> _Texte_:
((

La pandémie de coronavirus a le mérite de montrer la fragilité de nos sociétés mondialisées et ne rend que plus pressante la nécessité de faire face à d’autres périls, susceptibles d’exterminer la vie sur terre à brève échéance. Il est probable que la demande de pétrole repartira à la hausse une fois la crise derrière nous. Et, par conséquent, que nous nous précipiterons plus vite vers le chaos climatique et le pic pétrolier.
Comment anticiper ces dangers ? Comment vivre sans pétrole et se passer des énergies fossiles qui soutiennent notre civilisation industrielle ? Ce livre tente de répondre à ces questions en dessinant les contours d’un avenir plus durable. Mais, parce que les idées ne suffisent pas à montrer l’ampleur des bouleversements à venir, il faut créer de nouveaux imaginaires. Ce livre contient donc une fiction à la suite d’un essai. L’essai nourrit la fiction, et cette fiction raconte un avenir possible. Un parmi des milliards.
Cet imaginaire émane de la vision forcément subjective de son auteur, espérant qu’elle contribue, à sa bien modeste mesure, au renouvellement de l’imaginaire collectif.
Ces machines surpuissantes et dévoreuses d’hydrocarbures nous ont offert le confort matériel. Dans cette société de consommation, frigos, écrans, jouets, tubes de dentifrice, médicaments, produits cosmétiques ou ménagers, équipements pléthoriques et objets courants prolifèrent jusqu’à s’entasser dans un coin de nos maisons ultra-chauffées, toujours plus grandes, où tout sent bon le plastique et les produits synthétiques dérivés du pétrole. Quand chaque Français disposait d’environ 23 mètres carrés en 1970, il dispose aujourd’hui de 40 mètres carrés en moyenne. Merci les grues, pelleteuses, concasseuses, perceuses, camions, bétonneuses… Le confort, c’est l’espace qui s’étire également à l’extérieur. Avant l’ère de l’or noir, la majeure partie des humains naissaient, vivaient et mouraient dans un périmètre assez restreint, souvent de quelques dizaines de kilomètres. Désormais, nous vivons, travaillons, voyageons à l’autre bout de la France ou du monde.
Le fléau du plastique.
Non contents de coloniser absolument tous les milieux terrestres, allant jusqu’à s’infiltrer sous forme de microparticules dans l’eau du robinet, massacrant animaux marins et polluant massivement, les plastiques envahissent nos corps et les rendent malades. Sources majeures d'exposition aux perturbateurs endocriniens, des substances capables d’altérer notre fonctionnement hormonal, les plastiques sont suspectés de provoquer un grand nombre de pathologies en progression : troubles neurocomportementaux et cognitifs, obésité et diabète de type 2, cancers hormono-dépendants, infertilité, maladies thyroïdiennes. Les contenants en plastique nous contaminent tous. Chacun de nous ingère environ cinq grammes de particules de plastique chaque semaine, soit l’équivalent d’une carte bancaire.

))

> _Données d'entrée_:
((

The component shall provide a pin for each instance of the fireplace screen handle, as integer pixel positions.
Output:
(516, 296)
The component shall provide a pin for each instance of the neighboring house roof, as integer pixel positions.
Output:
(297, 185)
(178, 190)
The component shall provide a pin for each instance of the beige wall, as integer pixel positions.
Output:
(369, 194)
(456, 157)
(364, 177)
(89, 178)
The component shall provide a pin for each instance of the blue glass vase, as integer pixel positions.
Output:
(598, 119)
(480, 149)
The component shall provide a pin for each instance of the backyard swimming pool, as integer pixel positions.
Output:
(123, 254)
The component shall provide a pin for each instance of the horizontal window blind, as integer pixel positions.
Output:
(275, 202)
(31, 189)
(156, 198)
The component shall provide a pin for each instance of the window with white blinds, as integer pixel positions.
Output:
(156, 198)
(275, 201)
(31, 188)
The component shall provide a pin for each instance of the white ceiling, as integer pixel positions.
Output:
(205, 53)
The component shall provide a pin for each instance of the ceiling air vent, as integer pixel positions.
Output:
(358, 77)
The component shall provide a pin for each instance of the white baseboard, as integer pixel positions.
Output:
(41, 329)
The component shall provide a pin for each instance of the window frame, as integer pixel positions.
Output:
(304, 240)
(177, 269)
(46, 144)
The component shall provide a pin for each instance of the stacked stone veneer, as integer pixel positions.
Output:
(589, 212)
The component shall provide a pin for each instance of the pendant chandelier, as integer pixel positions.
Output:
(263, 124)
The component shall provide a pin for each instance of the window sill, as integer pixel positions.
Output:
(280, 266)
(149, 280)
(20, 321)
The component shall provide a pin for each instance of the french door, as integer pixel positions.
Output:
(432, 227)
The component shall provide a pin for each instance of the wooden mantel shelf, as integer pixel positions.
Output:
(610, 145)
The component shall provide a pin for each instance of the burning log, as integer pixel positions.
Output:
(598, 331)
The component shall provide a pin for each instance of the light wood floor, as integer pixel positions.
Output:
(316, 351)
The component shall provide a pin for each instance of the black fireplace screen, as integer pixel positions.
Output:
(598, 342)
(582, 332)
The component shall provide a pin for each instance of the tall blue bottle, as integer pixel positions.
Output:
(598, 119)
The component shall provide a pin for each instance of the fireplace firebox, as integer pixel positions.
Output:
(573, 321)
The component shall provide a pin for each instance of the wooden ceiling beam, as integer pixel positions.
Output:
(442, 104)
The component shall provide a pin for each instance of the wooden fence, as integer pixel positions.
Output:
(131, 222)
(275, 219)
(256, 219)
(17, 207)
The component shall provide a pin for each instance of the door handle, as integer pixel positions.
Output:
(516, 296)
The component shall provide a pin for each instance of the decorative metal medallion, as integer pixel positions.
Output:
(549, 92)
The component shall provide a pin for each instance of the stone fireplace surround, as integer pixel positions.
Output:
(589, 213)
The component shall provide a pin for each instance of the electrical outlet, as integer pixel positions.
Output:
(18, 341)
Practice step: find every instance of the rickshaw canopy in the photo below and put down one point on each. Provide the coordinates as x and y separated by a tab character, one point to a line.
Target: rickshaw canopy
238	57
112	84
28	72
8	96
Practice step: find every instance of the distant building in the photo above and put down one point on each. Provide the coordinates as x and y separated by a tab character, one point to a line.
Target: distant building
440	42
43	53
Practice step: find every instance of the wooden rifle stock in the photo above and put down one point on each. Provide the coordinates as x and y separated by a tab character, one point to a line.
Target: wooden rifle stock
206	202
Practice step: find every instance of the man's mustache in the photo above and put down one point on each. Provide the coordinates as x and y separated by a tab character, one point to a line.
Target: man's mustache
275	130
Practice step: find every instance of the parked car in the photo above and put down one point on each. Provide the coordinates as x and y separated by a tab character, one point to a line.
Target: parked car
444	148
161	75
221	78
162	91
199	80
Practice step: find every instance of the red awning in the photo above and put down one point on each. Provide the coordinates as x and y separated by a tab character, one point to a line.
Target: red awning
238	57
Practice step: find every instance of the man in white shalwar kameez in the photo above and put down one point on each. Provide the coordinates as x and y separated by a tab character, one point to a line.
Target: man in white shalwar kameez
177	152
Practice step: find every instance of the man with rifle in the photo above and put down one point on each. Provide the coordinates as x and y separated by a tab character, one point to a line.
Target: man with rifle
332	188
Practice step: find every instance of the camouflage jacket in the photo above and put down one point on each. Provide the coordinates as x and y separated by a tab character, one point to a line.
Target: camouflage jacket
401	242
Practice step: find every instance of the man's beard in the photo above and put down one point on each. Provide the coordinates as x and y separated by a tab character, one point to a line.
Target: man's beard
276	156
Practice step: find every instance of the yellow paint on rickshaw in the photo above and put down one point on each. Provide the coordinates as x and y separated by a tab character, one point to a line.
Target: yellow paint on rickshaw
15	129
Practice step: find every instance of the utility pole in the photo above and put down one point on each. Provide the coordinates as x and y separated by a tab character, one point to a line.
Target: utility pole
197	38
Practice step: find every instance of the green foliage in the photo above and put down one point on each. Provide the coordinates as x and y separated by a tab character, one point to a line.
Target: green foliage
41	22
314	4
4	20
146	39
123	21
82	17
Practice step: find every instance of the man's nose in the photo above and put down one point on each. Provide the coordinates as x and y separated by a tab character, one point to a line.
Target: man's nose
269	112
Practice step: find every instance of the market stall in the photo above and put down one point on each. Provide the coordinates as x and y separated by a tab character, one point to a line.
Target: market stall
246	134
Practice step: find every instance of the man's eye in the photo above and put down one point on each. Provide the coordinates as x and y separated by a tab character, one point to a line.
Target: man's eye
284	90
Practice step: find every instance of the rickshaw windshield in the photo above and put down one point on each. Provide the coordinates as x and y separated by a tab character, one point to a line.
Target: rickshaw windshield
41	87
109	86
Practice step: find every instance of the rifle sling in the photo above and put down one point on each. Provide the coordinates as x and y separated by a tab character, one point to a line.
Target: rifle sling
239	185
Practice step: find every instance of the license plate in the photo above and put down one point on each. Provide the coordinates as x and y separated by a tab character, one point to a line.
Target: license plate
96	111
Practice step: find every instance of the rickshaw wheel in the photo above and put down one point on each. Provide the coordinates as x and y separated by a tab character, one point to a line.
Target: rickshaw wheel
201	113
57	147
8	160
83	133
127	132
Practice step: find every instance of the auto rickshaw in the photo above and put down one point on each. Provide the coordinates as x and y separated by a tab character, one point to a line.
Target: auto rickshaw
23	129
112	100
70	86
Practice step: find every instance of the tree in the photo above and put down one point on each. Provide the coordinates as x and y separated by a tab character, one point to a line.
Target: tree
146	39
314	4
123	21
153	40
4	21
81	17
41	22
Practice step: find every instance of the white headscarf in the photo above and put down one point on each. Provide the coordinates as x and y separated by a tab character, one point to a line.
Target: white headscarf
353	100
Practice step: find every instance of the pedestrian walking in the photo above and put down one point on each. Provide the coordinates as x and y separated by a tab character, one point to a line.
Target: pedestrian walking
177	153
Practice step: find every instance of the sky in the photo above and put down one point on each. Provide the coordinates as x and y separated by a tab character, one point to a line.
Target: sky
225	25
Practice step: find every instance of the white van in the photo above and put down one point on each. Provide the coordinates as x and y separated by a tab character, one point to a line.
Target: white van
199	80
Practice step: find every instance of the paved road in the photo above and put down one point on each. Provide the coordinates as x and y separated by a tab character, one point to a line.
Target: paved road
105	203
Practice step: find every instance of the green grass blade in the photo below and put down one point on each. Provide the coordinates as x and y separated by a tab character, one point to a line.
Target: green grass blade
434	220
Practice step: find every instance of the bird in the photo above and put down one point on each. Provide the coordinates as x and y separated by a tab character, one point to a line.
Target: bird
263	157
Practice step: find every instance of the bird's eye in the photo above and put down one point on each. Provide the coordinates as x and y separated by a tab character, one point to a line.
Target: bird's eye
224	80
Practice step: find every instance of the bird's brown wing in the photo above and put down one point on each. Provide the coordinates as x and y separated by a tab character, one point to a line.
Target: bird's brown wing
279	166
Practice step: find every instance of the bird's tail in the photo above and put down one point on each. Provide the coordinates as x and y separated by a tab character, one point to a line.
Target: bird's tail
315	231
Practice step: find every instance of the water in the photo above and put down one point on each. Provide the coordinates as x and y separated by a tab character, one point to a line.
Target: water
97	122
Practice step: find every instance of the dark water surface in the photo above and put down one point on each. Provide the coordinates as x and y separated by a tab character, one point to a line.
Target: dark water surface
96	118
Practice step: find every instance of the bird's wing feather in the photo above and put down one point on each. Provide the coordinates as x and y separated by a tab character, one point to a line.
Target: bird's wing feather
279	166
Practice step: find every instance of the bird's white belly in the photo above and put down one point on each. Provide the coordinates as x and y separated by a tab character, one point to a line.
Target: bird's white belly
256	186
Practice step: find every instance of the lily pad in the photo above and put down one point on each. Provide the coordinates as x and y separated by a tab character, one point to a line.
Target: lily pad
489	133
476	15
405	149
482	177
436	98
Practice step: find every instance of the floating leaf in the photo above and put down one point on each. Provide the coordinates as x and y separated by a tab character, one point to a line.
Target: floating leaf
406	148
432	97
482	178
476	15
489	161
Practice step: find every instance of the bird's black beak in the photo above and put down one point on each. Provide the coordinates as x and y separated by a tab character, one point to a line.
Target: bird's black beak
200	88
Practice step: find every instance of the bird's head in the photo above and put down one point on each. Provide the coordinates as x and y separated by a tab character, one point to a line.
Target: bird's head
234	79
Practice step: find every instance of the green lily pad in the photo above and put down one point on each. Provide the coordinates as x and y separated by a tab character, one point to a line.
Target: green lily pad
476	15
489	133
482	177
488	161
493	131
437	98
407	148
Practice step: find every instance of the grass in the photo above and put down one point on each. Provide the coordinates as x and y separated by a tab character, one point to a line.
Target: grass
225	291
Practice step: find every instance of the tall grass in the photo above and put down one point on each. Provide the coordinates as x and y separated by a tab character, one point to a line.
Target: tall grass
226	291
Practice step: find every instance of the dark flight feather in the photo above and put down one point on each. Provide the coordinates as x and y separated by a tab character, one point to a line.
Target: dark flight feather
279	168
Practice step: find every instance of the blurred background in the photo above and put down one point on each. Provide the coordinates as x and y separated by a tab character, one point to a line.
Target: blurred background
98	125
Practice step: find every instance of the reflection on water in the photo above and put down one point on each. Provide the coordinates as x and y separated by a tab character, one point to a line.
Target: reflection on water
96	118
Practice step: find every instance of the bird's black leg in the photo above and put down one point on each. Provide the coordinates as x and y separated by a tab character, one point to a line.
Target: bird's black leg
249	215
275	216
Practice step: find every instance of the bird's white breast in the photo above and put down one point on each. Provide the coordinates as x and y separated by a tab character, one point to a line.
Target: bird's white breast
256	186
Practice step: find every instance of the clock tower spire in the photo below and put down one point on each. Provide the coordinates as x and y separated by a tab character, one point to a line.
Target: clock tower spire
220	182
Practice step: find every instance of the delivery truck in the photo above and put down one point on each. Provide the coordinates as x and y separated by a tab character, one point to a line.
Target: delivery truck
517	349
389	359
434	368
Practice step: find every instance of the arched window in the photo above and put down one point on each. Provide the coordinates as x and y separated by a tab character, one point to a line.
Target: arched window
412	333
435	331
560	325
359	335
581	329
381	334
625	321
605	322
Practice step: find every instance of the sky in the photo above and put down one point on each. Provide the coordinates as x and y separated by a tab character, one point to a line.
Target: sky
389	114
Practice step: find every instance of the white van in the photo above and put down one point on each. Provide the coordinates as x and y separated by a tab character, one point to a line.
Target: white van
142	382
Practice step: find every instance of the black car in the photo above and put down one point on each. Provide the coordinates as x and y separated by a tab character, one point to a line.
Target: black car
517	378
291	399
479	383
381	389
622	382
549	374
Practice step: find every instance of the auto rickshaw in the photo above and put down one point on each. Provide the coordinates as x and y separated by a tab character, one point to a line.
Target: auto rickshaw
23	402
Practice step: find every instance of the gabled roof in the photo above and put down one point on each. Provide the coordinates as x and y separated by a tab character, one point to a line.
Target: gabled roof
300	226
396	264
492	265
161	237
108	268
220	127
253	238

))

> _Consigne_:
Relevez dans le texte tous les engins cités à la suite de « Merci les ». Les entrées ne proviennent pas du texte mais d'une autre source.

> _Corrigé_:
Grues, pelleteuses, concasseuses, perceuses, camions, bétonneuses.